Please select every line in the records below that contains the word "coat", and copy each one out.

═══ Records provided ═══

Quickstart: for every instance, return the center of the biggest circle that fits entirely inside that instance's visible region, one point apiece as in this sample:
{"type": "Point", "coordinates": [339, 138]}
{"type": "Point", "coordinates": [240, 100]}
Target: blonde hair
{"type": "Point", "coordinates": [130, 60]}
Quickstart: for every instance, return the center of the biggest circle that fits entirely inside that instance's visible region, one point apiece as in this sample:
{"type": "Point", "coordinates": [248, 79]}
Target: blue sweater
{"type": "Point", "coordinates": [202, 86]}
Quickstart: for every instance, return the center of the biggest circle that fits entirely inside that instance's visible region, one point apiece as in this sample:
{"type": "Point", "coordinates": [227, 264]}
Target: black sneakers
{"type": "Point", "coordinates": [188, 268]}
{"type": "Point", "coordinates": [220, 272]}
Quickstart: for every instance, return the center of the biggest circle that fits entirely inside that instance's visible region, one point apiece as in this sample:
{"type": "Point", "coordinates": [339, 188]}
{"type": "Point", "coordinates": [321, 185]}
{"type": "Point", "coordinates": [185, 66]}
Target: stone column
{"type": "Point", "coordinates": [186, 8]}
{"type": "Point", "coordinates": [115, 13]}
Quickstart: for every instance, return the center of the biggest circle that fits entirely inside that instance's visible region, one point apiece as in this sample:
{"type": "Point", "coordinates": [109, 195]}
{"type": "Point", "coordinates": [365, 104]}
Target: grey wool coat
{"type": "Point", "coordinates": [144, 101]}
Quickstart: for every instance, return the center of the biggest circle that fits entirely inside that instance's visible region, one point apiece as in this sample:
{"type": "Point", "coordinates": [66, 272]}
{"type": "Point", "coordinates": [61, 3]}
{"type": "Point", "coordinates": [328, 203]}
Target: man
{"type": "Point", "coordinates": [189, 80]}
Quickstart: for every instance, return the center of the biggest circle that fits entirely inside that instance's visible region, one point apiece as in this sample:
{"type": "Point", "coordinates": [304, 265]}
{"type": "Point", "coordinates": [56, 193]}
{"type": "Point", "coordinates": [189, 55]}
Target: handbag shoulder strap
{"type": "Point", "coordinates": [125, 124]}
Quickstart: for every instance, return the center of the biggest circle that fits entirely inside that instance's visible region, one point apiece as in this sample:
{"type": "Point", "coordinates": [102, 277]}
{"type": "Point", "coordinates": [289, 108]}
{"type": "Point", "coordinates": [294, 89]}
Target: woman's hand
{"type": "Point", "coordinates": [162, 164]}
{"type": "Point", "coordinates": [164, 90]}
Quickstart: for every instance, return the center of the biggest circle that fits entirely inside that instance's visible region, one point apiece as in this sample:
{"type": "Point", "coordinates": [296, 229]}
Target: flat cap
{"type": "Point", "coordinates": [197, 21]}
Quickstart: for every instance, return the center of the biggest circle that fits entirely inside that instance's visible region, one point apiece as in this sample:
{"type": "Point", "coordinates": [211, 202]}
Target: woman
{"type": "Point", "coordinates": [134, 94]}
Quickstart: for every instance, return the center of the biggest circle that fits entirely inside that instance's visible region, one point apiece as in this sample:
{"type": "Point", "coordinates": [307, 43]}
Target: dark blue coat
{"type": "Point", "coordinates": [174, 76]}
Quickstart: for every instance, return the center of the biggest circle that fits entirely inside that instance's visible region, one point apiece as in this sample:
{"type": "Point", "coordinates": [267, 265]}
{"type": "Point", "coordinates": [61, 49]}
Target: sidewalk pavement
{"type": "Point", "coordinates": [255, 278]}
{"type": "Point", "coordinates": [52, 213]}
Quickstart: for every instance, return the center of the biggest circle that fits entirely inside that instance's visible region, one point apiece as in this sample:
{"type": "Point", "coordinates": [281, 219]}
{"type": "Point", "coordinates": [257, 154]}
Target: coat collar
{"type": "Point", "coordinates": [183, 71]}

═══

## Written reply
Target: grey wool coat
Target: dark blue coat
Target: coat collar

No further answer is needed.